WHAT YOU SHOULD DO: The data below has to be returned exactly, down to the last character.

TASK DATA:
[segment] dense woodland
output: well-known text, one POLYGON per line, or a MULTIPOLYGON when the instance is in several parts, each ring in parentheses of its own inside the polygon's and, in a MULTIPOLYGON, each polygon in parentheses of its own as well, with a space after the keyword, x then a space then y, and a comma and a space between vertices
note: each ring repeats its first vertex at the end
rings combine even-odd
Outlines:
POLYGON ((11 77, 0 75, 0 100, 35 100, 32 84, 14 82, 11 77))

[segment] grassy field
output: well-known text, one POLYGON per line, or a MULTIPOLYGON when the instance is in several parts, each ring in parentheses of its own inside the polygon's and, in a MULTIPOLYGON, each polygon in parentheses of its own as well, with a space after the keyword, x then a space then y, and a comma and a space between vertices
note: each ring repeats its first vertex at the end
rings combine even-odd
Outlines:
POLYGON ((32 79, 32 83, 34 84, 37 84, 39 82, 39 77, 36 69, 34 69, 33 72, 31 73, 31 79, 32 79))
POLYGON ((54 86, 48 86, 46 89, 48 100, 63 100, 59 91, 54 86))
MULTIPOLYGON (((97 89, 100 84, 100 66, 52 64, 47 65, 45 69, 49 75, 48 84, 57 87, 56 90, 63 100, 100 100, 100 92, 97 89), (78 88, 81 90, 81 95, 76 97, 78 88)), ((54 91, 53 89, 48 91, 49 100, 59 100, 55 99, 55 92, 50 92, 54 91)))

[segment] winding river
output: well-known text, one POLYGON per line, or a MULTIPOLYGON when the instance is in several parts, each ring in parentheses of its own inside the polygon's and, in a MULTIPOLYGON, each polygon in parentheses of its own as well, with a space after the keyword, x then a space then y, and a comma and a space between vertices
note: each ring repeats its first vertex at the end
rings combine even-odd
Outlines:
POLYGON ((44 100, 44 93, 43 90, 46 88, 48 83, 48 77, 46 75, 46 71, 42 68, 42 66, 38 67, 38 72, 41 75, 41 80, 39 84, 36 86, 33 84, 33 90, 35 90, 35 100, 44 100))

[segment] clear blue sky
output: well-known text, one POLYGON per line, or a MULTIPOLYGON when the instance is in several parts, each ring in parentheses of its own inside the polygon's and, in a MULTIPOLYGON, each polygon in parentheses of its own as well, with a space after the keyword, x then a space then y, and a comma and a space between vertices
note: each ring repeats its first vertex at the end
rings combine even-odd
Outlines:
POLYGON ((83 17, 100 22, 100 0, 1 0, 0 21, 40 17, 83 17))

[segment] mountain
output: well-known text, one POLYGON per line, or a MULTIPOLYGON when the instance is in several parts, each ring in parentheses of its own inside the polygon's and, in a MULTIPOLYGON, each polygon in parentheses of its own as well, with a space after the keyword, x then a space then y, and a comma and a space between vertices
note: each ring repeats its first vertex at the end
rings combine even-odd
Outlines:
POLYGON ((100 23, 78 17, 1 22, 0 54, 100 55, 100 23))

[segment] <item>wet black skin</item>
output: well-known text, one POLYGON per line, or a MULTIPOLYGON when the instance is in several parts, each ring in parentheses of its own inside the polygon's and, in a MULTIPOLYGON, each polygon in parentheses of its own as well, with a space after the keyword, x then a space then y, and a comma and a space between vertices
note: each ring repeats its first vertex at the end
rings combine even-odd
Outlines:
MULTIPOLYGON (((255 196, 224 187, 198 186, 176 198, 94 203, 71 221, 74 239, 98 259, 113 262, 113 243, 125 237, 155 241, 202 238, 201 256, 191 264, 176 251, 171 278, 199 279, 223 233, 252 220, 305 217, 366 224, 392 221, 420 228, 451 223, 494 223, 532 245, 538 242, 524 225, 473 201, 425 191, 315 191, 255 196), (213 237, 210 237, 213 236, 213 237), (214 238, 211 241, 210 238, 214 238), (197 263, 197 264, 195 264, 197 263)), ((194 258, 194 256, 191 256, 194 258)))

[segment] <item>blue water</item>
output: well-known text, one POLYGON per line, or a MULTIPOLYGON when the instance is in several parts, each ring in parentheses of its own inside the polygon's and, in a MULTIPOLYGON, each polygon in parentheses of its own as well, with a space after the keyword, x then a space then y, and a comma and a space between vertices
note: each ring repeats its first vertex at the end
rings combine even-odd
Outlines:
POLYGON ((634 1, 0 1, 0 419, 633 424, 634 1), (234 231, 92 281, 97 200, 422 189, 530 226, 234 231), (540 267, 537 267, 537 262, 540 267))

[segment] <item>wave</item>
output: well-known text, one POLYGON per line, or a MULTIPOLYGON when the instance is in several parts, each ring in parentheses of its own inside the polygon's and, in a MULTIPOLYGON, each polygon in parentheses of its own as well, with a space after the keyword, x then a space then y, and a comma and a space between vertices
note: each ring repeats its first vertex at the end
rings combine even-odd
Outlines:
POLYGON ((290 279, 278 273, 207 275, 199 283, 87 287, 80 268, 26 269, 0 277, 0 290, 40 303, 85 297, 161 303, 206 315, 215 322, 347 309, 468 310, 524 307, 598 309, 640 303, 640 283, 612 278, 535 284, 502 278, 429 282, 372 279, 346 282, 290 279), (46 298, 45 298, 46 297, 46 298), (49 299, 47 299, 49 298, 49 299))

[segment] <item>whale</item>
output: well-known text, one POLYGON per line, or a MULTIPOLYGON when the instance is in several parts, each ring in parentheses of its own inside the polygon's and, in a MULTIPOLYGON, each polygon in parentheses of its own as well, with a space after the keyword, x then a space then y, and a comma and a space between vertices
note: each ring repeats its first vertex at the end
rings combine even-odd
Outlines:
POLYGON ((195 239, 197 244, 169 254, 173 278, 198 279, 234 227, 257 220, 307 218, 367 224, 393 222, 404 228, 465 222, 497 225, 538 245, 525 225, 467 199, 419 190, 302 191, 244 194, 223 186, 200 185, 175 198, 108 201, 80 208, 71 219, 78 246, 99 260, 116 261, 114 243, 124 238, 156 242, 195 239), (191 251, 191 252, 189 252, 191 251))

EXERCISE SOLUTION:
[segment] dense woodland
output: well-known text, one POLYGON per line, or a MULTIPOLYGON when the instance is in several parts, each ring in parentheses of its own inside the polygon's and, in a MULTIPOLYGON, each polygon in parentheses of its own as well, with a space after the keyword, x then a space then y, and a comma and a space between vertices
note: each ring repeats its first vertex at the end
rings combine even-odd
Outlines:
POLYGON ((11 77, 0 75, 0 100, 35 100, 32 84, 14 82, 11 77))

[segment] grassy field
output: well-known text, one POLYGON per line, or a MULTIPOLYGON when the instance is in several parts, each ring in parentheses of its own inside the polygon's and, in a MULTIPOLYGON, each polygon in parentheses of its own as well, with a space after the keyword, x then a space then y, and a comma and a space between vertices
note: each ring repeats its first vertex at the end
rings combine even-odd
Outlines:
POLYGON ((32 79, 32 83, 34 84, 37 84, 39 82, 39 77, 36 69, 34 69, 33 72, 31 73, 31 79, 32 79))
POLYGON ((54 86, 48 86, 46 89, 48 100, 63 100, 59 91, 54 86))
MULTIPOLYGON (((97 89, 100 84, 100 66, 52 64, 47 65, 45 69, 49 75, 48 84, 57 87, 56 90, 63 100, 100 100, 100 92, 97 89), (78 88, 81 90, 81 95, 76 97, 78 88)), ((54 91, 53 89, 48 91, 49 100, 59 100, 55 99, 55 92, 50 92, 54 91)))

[segment] winding river
output: well-known text, one POLYGON per line, or a MULTIPOLYGON when the instance is in several parts, each ring in parentheses of its own inside the polygon's and, in a MULTIPOLYGON, each polygon in parentheses of its own as well, with a space after the keyword, x then a space then y, and a comma and a space between vertices
note: each ring repeats its first vertex at the end
rings combine even-odd
Outlines:
POLYGON ((44 100, 44 93, 43 90, 46 88, 48 83, 48 77, 46 75, 46 71, 42 68, 42 66, 38 67, 38 72, 41 75, 41 80, 39 84, 36 86, 33 84, 33 90, 35 90, 35 100, 44 100))

[segment] clear blue sky
output: well-known text, one POLYGON per line, or a MULTIPOLYGON when the instance is in several parts, each ring in parentheses of its own inside the polygon's and, in a MULTIPOLYGON, each polygon in parentheses of its own as well, with a space after the keyword, x then a space then y, and a comma and a space between vertices
note: each ring repeats its first vertex at the end
rings combine even-odd
Outlines:
POLYGON ((83 17, 100 22, 100 0, 1 0, 0 21, 40 17, 83 17))

[segment] mountain
output: well-known text, one POLYGON per line, or a MULTIPOLYGON when the instance is in several parts, each ring in parentheses of its own inside the polygon's and, in a MULTIPOLYGON, each polygon in parentheses of its own as well, with a space after the keyword, x then a space then y, and a comma and a space between vertices
note: each ring repeats its first vertex at the end
rings combine even-odd
Outlines:
POLYGON ((100 23, 78 17, 1 22, 0 54, 100 55, 100 23))

[segment] <item>wet black skin</item>
output: well-known text, one POLYGON per line, or a MULTIPOLYGON when the instance is in several parts, each ring in parentheses of its own inside the polygon's and, in a MULTIPOLYGON, each polygon in parentheses of its own as well, with a space after the keyword, x then a space then y, and a comma and a space between vertices
note: each ring repeats its first vertex at the end
rings combine even-odd
Outlines:
MULTIPOLYGON (((255 196, 224 187, 198 186, 176 198, 94 203, 71 221, 74 239, 98 259, 113 262, 113 243, 125 237, 155 241, 202 238, 201 256, 191 264, 176 251, 171 278, 199 279, 223 233, 252 220, 305 217, 366 224, 392 221, 420 228, 451 223, 494 223, 532 245, 538 242, 524 225, 473 201, 425 191, 315 191, 255 196), (213 237, 210 237, 213 236, 213 237), (214 238, 211 241, 210 238, 214 238), (197 263, 197 264, 195 264, 197 263)), ((194 258, 194 256, 191 256, 194 258)))

[segment] <item>blue water</item>
output: well-known text, one POLYGON per line, or a MULTIPOLYGON when the instance is in several parts, each ring in parentheses of its own inside the polygon's and, in a MULTIPOLYGON, each polygon in parentheses of its own as well, with a space after the keyword, x then a space then y, and a comma and a space between vertices
note: each ring repeats its first vertex at the end
rings combine even-odd
Outlines:
POLYGON ((634 1, 0 1, 0 419, 633 424, 634 1), (234 231, 92 281, 97 200, 422 189, 530 226, 234 231), (540 267, 537 267, 537 262, 540 267))

[segment] <item>wave</item>
output: well-known text, one POLYGON per line, or a MULTIPOLYGON when the instance is in several parts, each ring in parentheses of its own inside the polygon's and, in a MULTIPOLYGON, each polygon in parentheses of its own as well, with a space after the keyword, x then a space then y, and a comma and a space between vertices
note: each ring repeats its first vertex at the end
rings combine even-odd
Outlines:
POLYGON ((290 279, 278 273, 207 275, 199 283, 87 287, 80 268, 26 269, 0 277, 0 290, 40 303, 85 297, 161 303, 206 315, 215 322, 347 309, 468 310, 524 307, 598 309, 640 303, 640 283, 612 278, 535 284, 502 278, 429 282, 372 279, 346 282, 290 279), (46 298, 45 298, 46 297, 46 298), (49 299, 47 299, 49 298, 49 299))

[segment] <item>whale</item>
output: well-known text, one POLYGON per line, or a MULTIPOLYGON when the instance is in several parts, each ring in parentheses of its own inside the polygon's and, in a MULTIPOLYGON, each polygon in parentheses of its own as well, with a space after the keyword, x then a space then y, and a comma and a space between vertices
note: each ring repeats its first vertex at the end
rings combine even-odd
Outlines:
POLYGON ((195 239, 197 244, 169 254, 173 278, 198 279, 234 227, 257 220, 307 218, 367 224, 393 222, 404 228, 465 222, 497 225, 538 245, 525 225, 467 199, 419 190, 302 191, 244 194, 223 186, 200 185, 175 198, 108 201, 80 208, 71 219, 78 246, 99 260, 116 261, 114 243, 124 238, 156 242, 195 239), (191 251, 191 252, 189 252, 191 251))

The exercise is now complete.